**Exercise objective:**
Your task is to output the data exactly as it stands.

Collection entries
## begin
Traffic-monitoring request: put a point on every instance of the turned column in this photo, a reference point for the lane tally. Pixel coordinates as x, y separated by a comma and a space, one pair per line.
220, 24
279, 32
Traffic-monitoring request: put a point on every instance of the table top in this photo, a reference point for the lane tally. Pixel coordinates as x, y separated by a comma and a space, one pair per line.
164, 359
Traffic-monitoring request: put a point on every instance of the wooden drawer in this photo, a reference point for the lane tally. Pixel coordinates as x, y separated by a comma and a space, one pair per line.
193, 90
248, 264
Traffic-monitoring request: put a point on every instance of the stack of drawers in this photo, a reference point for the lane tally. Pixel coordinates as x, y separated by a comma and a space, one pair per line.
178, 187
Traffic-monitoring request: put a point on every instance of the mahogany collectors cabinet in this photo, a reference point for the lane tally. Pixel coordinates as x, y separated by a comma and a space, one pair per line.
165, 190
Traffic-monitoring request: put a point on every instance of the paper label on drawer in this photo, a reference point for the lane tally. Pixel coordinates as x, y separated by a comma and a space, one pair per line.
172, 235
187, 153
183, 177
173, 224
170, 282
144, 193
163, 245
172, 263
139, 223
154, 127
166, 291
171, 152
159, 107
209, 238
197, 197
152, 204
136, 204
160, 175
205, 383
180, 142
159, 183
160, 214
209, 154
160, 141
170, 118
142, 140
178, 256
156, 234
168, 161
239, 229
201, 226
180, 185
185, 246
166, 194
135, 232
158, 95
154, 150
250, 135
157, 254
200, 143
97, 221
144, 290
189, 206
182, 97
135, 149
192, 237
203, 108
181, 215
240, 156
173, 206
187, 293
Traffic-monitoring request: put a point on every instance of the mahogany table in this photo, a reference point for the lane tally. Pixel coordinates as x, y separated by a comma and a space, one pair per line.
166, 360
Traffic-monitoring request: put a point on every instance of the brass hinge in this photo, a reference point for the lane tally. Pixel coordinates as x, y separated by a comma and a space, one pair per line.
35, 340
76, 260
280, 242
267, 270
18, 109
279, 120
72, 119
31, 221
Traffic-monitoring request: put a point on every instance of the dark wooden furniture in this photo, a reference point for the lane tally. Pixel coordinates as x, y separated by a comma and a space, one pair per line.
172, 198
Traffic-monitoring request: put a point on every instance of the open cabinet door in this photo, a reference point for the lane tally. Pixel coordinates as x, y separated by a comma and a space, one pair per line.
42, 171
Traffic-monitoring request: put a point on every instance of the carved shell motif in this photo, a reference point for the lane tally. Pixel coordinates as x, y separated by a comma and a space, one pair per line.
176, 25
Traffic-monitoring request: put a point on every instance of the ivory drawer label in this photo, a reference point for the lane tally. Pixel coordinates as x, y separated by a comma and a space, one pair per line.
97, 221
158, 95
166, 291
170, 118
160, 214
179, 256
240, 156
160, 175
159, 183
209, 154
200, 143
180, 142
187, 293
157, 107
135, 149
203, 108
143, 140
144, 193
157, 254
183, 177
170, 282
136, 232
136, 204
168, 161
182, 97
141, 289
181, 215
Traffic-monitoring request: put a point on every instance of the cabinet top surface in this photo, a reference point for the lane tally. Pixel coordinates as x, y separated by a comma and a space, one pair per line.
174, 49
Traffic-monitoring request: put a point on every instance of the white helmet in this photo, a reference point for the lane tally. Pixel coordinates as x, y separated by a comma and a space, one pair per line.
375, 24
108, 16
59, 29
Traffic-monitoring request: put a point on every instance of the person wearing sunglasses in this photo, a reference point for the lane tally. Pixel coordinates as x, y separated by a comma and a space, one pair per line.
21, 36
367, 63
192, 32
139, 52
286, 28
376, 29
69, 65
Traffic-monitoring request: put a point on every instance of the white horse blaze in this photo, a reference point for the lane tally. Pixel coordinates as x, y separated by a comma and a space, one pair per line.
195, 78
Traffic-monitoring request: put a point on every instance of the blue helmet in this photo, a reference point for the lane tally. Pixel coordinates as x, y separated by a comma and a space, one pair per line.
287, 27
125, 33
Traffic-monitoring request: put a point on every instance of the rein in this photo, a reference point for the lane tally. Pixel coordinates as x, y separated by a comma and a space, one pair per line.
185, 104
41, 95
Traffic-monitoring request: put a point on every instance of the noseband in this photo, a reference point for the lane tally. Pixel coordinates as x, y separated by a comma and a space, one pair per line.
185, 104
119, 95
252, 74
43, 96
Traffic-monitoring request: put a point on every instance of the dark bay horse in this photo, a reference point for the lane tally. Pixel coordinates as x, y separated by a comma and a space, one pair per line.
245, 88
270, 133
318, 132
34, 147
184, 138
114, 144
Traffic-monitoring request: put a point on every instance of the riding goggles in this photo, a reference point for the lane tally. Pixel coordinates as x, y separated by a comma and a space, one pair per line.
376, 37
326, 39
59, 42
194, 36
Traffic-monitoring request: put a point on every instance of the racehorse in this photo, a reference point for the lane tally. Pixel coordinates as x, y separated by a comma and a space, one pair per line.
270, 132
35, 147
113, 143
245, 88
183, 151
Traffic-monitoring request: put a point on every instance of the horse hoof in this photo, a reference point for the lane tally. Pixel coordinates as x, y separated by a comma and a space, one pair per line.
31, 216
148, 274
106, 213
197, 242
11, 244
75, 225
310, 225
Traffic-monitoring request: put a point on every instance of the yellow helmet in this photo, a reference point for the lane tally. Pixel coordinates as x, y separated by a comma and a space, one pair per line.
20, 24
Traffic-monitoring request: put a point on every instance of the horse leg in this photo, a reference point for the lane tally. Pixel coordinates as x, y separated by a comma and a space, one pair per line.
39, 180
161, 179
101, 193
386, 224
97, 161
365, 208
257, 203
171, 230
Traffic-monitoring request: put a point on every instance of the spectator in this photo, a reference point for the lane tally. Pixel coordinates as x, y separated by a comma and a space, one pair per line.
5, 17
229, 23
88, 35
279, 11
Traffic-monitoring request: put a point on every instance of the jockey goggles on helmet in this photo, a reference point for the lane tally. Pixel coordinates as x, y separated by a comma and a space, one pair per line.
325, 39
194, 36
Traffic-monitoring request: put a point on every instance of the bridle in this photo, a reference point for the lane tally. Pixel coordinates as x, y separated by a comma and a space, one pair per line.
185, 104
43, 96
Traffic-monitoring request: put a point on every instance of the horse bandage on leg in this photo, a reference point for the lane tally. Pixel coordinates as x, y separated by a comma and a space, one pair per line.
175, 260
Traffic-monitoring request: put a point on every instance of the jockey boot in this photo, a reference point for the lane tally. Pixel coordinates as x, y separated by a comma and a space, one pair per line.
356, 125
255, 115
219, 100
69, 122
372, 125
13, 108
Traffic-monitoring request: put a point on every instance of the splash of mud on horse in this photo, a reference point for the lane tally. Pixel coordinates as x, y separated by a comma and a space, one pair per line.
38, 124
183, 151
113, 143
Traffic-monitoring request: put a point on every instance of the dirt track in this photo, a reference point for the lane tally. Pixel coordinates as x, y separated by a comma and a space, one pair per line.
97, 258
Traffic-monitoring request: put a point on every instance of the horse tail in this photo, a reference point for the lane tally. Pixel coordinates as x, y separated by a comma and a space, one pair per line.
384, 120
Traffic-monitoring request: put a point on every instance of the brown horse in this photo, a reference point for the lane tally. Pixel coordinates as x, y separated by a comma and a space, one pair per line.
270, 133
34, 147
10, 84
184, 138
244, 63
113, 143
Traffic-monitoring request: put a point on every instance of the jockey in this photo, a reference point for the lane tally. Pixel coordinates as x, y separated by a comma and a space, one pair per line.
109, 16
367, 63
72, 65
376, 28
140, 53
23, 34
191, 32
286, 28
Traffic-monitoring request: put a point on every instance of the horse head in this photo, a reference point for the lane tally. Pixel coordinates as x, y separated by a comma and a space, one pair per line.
## end
**Answer to the exercise:**
Traffic-monitoring request: put a point on every instance of the turned column in this photo, a reference point for the lane tally. Pixel coordinates as x, y separated by a comma and a space, one pair per line.
220, 24
279, 32
Traffic-monitoring request: put a point on every instance of the table top in this photo, a reference point for the lane tally. Pixel coordinates as x, y separated by a comma and a space, one pair per line.
164, 359
Traffic-monitoring request: put a point on every instance of the wooden drawer in this photo, a reference point for the lane tally. Pixel coordinates as x, y separated by a comma and a space, one pair per line.
193, 90
248, 264
Traffic-monitoring request: put a point on every instance of the stack of drawers in this photo, a reference point for the lane tally. Pixel coordinates as x, y separated by a comma and a space, one pair per line.
178, 187
Traffic-monitoring request: put a point on every instance of the mahogany collectors cabinet in this photo, a reference point for the lane tally. Pixel coordinates as x, y separated by a comma and a space, one pair per line.
165, 190
Traffic-monitoring request: put a point on every instance of the paper label on drawer in this photo, a reference point for the lane tally. Pixel coordinates as x, y separated by a comma and a space, one pair per line.
172, 235
187, 153
183, 177
173, 224
170, 282
144, 193
163, 245
172, 263
139, 223
154, 127
166, 291
171, 152
159, 107
209, 238
197, 197
152, 204
136, 204
160, 175
205, 383
180, 142
159, 183
160, 214
209, 154
160, 141
170, 118
142, 140
178, 256
156, 234
168, 161
239, 229
201, 226
180, 185
185, 246
166, 194
135, 232
158, 95
154, 150
250, 135
157, 254
200, 143
97, 221
144, 290
189, 206
182, 97
135, 149
192, 237
203, 108
181, 215
240, 156
173, 206
187, 293
Traffic-monitoring request: put a point on every instance of the mahogany table in this photo, a reference point for the lane tally. Pixel coordinates as x, y separated by a comma and a space, one pair per line.
166, 360
Traffic-monitoring request: put a point on every instance of the brass hinge in this photo, a reference point for the lane tally. Pixel coordinates as x, y separated by a comma and a space, one pair per line.
35, 340
76, 260
280, 242
267, 270
18, 109
279, 120
72, 119
31, 221
Traffic-monitoring request: put a point on every instance of the dark wooden furniture in this photo, a reference point for the lane tally. Pixel coordinates as x, y separated by a comma and a space, one pair per line.
172, 198
Traffic-monitoring request: put a point on every instance of the open cabinet door in this photo, a reference point for the lane tally. Pixel coordinates as x, y separated by a comma and a space, one pair per line.
42, 171
Traffic-monitoring request: put a point on every instance of the carved shell motif in this photo, a reference point for the lane tally. Pixel coordinates as x, y separated by a comma and a space, one pair per line.
176, 25
Traffic-monitoring request: put a point on every instance of the ivory drawer label in this photo, a reference point for the lane tally. Pixel coordinates as x, y separated by a comma and a space, one pair per line.
97, 221
158, 95
166, 291
170, 118
160, 214
179, 256
240, 156
160, 175
159, 183
209, 154
200, 143
180, 142
187, 293
157, 107
135, 149
203, 108
143, 140
144, 193
157, 254
183, 177
170, 282
136, 232
136, 204
168, 161
182, 97
141, 289
181, 215
Traffic-monitoring request: put a point on every instance of the cabinet top surface in this photo, a reference point for the lane tally. Pixel coordinates as x, y separated by a comma and a space, one pair per line.
174, 49
Traffic-monitoring request: put a point on every instance of the white helmet in this photo, a reference point for the lane tally. Pixel coordinates as x, y separated by a comma and a space, one pair per line.
375, 24
108, 16
59, 29
Traffic-monitoring request: put a point on every instance of the person wearing sunglasses in this photo, a reference point for the lane tally. Pixel coordinates as x, y separated by a comma and a space, one pair per line.
21, 36
367, 63
192, 32
139, 52
286, 28
376, 29
69, 65
Traffic-monitoring request: put a point on every instance of the white horse blaze in this photo, a reference point for the lane tally. Pixel coordinates as x, y separated by a comma and a space, one pair per line.
195, 78
Traffic-monitoring request: put a point on every instance of the blue helmet in this photo, a reference point for the lane tally. Pixel coordinates as x, y separated by a comma and a space, one pair per line.
287, 27
125, 33
Traffic-monitoring request: put a point on every instance of the rein in this photo, a reference point for the lane tally. Pixel coordinates as x, y separated by a comma and a space, one pair per line.
185, 104
41, 95
Traffic-monitoring request: put a point on every instance of the noseband in this photo, a reference point for the lane tally. Pixel coordinates as x, y separated by a comma and a space, one pair per line.
185, 104
119, 95
252, 74
43, 96
Traffic-monitoring request: put a point on every instance of the dark bay horse in this photo, a reference point for the lane tally. Pixel coordinates as x, y separated by a comma and a space, one pair per line.
245, 88
270, 133
318, 132
34, 147
184, 138
114, 144
Traffic-monitoring request: put a point on every instance of the riding goggles in this photo, a reference point for the lane tally. Pixel coordinates as x, y separated by a comma and a space, one pair per line.
376, 37
326, 39
59, 42
194, 36
Traffic-monitoring request: put a point on every instance of the racehorse in this photo, a reference point for the lane tally. Pixel coordinates as x, y separated by a comma and a space, one pair per line.
270, 132
35, 147
113, 143
245, 88
183, 151
Traffic-monitoring request: put a point on every instance of the horse hoof in this photo, a reference point for the lane tally. Pixel coordinates as x, y separated by a comma and a space, one pair per line.
31, 216
148, 274
106, 213
197, 242
11, 244
75, 225
310, 225
Traffic-monitoring request: put a point on every instance of the yellow helmet in this photo, a reference point for the lane tally. Pixel coordinates as x, y separated by a comma and a space, one pair per line.
20, 24
Traffic-monitoring request: put a point on every instance of the horse leg in this photo, a reference point for the lane tally. Pixel coordinates as x, y separated by a comma and a space, one pair per line.
39, 180
161, 179
101, 193
386, 224
97, 161
365, 208
257, 203
171, 230
Traffic-monitoring request: put a point on every instance of the spectator in this photo, a reference point for the lane tally. Pixel coordinates as x, y separated by a comma and a space, one pair per line.
5, 17
229, 23
88, 35
279, 11
Traffic-monitoring request: put a point on every instance of the jockey goggles on helmet in this photo, a reference point for the lane tally. Pixel coordinates as x, y separated by a comma and a space, one pair per line.
325, 39
194, 36
Traffic-monitoring request: put a point on every instance of the bridle in this photo, a reference point for the lane tally. Pixel coordinates as x, y separated by a comma and a space, one pair per line.
185, 104
43, 96
Traffic-monitoring request: put a point on every instance of the horse bandage on leg in this photo, a reference point for the lane tally. Pixel coordinates as x, y separated by a comma and a space, one pair per line.
175, 260
Traffic-monitoring request: put a point on every instance of the jockey boot in this photo, a reference point for the lane tally. Pixel coordinates as x, y separated by a comma and a space, one pair per line.
356, 125
255, 115
219, 100
69, 122
372, 125
13, 108
Traffic-monitoring request: put a point on every instance of the splash of mud on horse in this photo, a reference point for the lane tally. Pixel coordinates as x, y separated by a comma and a space, one pair per line.
38, 124
183, 151
113, 143
Traffic-monitoring request: put a point on every instance of the dirt track in this photo, a reference point for the lane tally. Pixel coordinates as x, y separated by a comma and a space, one pair per line.
97, 258
Traffic-monitoring request: put a point on every instance of the horse tail in this photo, a reference point for the lane tally. Pixel coordinates as x, y separated by a comma and a space, one pair per line.
384, 120
Traffic-monitoring request: put a point on every instance of the brown horse in this photo, a reference point for the lane tally. Pixel coordinates as x, y separated by a comma and a space, one pair per line.
270, 133
34, 147
10, 84
184, 138
244, 63
113, 143
Traffic-monitoring request: put a point on every instance of the jockey in this photo, a reference point for the lane tally. Pixel coordinates as x, y separated by a comma and a space, one pair per line.
109, 16
367, 63
72, 65
376, 28
140, 53
23, 34
191, 32
286, 28
Traffic-monitoring request: put a point on every instance of the horse head in this photo, a reference point for the lane tally. Pixel coordinates as x, y separated by a comma and a space, one pair per line.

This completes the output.